▸ Источник:
Кроме человеческой обстановки камеры, контрастом к суровости режима также были питание арестантов и самый «сервис». Завтрак - горячее мясное блюдо и чаи. Кроме того, стакан чая каждый мог получить в любое время дня, стоило только тихонько постучать в дверь и попросить дежурного мента. Пищу подавал мент с одним квадратиком в петлице, надевавший для этого белоснежную куртку, как официант. Утром после вывода камеры на оправку он на подносе вносил нарезанный ломтиками черный и белый хлеб на металлической тарелке на всех и рафинад и папиросы в пачках, по количеству арестантов в камере. Папирос полагалось по пачке на день и курящим, и некурящим. Раздав каждому сахар и папиросы, он тут же уносил с собой и укупорку от сахара, и коробки от папирос. Затем на подносе он приносил завтрак на металлических тарелках, которые расставлял по столу, около каждой тарелки клал ложку и ставил эмалированную кружку. Через некоторое время он приносил большой медный чайник с заваренным в нем чаем, собирал и уносил грязные тарелки и ложки, заменяя их чайными ложками. После перерыва он снова приходил с подносом и забирал грязные кружки, ложки и чайник. Таким же образом с интервалами мент в белоснежной куртке подавал нам обед из трех блюд, ужин из двух блюд и вечерний чай - все как в хорошем доме отдыха, даже с разносом по «палатам».

▸ Короткое упражнение A: Проверьте по отрывку о быте арестантов, верны ли утверждения: (i) папиросы выдавали только курящим; (ii) пищу подавал мент в белоснежной куртке; (iii) обед состоял из двух блюд. Для каждого ответьте «да» или «нет» и приведите решающие слова отрывка точной цитатой.
Текст и записи взяты из разных источников.

Блок данных:
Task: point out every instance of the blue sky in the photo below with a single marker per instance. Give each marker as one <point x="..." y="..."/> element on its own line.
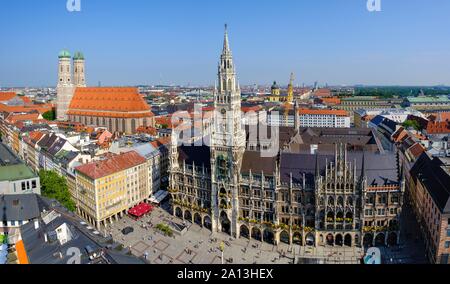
<point x="179" y="41"/>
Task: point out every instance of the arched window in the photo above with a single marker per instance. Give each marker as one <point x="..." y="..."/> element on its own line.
<point x="133" y="125"/>
<point x="330" y="201"/>
<point x="340" y="201"/>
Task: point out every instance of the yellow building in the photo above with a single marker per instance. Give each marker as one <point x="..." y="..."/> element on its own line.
<point x="275" y="93"/>
<point x="107" y="189"/>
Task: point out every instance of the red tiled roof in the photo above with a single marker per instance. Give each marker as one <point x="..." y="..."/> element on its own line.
<point x="35" y="136"/>
<point x="416" y="150"/>
<point x="441" y="127"/>
<point x="322" y="93"/>
<point x="161" y="141"/>
<point x="335" y="101"/>
<point x="13" y="118"/>
<point x="109" y="102"/>
<point x="21" y="253"/>
<point x="111" y="165"/>
<point x="40" y="108"/>
<point x="6" y="96"/>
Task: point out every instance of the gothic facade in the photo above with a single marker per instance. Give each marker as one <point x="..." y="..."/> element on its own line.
<point x="338" y="194"/>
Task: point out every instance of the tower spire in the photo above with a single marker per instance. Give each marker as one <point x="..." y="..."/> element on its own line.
<point x="226" y="45"/>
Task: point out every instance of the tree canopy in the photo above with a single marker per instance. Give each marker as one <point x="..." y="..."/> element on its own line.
<point x="49" y="115"/>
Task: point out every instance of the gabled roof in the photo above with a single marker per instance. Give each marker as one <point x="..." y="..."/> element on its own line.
<point x="20" y="207"/>
<point x="200" y="155"/>
<point x="380" y="169"/>
<point x="115" y="102"/>
<point x="435" y="179"/>
<point x="111" y="165"/>
<point x="255" y="162"/>
<point x="6" y="96"/>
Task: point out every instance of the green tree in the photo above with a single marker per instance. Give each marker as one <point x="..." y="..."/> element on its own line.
<point x="55" y="186"/>
<point x="49" y="115"/>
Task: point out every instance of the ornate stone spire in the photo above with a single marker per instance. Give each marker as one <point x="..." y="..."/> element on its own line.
<point x="226" y="45"/>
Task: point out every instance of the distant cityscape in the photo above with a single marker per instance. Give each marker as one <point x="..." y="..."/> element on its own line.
<point x="282" y="173"/>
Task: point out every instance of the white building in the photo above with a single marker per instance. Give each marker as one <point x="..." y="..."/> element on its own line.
<point x="323" y="118"/>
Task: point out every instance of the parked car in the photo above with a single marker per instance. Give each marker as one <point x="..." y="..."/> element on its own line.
<point x="127" y="230"/>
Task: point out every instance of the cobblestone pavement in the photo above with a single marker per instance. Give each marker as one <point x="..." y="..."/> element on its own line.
<point x="411" y="249"/>
<point x="199" y="246"/>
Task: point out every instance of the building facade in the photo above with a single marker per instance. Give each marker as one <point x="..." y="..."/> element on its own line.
<point x="339" y="197"/>
<point x="107" y="189"/>
<point x="324" y="118"/>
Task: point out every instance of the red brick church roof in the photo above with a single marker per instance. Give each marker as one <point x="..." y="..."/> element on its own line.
<point x="109" y="102"/>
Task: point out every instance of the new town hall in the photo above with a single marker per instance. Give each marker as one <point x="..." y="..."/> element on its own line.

▸ Короткое упражнение B: Пожалуйста, превратите в таблицу Markdown строки записей, начиная со строки, где есть «Task: point out every instance of the ornate», и до конца записей включительно, без пустых строк. Столбцы назовите «№» и «Содержание».

▸ Правильный ответ A:
(i) Нет: «Папирос полагалось по пачке на день и курящим, и некурящим».
(ii) Да: «надевавший для этого белоснежную куртку, как официант».
(iii) Нет: «обед из трех блюд».

▸ Правильный ответ B:
| № | Содержание |
|---|---|
| 1 | Task: point out every instance of the ornate stone spire in the photo above with a single marker per instance. Give each marker as one <point x="..." y="..."/> element on its own line. |
| 2 | <point x="226" y="45"/> |
| 3 | Task: point out every instance of the distant cityscape in the photo above with a single marker per instance. Give each marker as one <point x="..." y="..."/> element on its own line. |
| 4 | <point x="282" y="173"/> |
| 5 | Task: point out every instance of the white building in the photo above with a single marker per instance. Give each marker as one <point x="..." y="..."/> element on its own line. |
| 6 | <point x="323" y="118"/> |
| 7 | Task: point out every instance of the parked car in the photo above with a single marker per instance. Give each marker as one <point x="..." y="..."/> element on its own line. |
| 8 | <point x="127" y="230"/> |
| 9 | Task: point out every instance of the cobblestone pavement in the photo above with a single marker per instance. Give each marker as one <point x="..." y="..."/> element on its own line. |
| 10 | <point x="411" y="249"/> |
| 11 | <point x="199" y="246"/> |
| 12 | Task: point out every instance of the building facade in the photo above with a single marker per instance. Give each marker as one <point x="..." y="..."/> element on its own line. |
| 13 | <point x="339" y="197"/> |
| 14 | <point x="107" y="189"/> |
| 15 | <point x="324" y="118"/> |
| 16 | Task: point out every instance of the red brick church roof in the photo above with a single marker per instance. Give each marker as one <point x="..." y="..."/> element on its own line. |
| 17 | <point x="109" y="102"/> |
| 18 | Task: point out every instance of the new town hall in the photo above with a single marker per instance. Give each marker as one <point x="..." y="..."/> element on its own line. |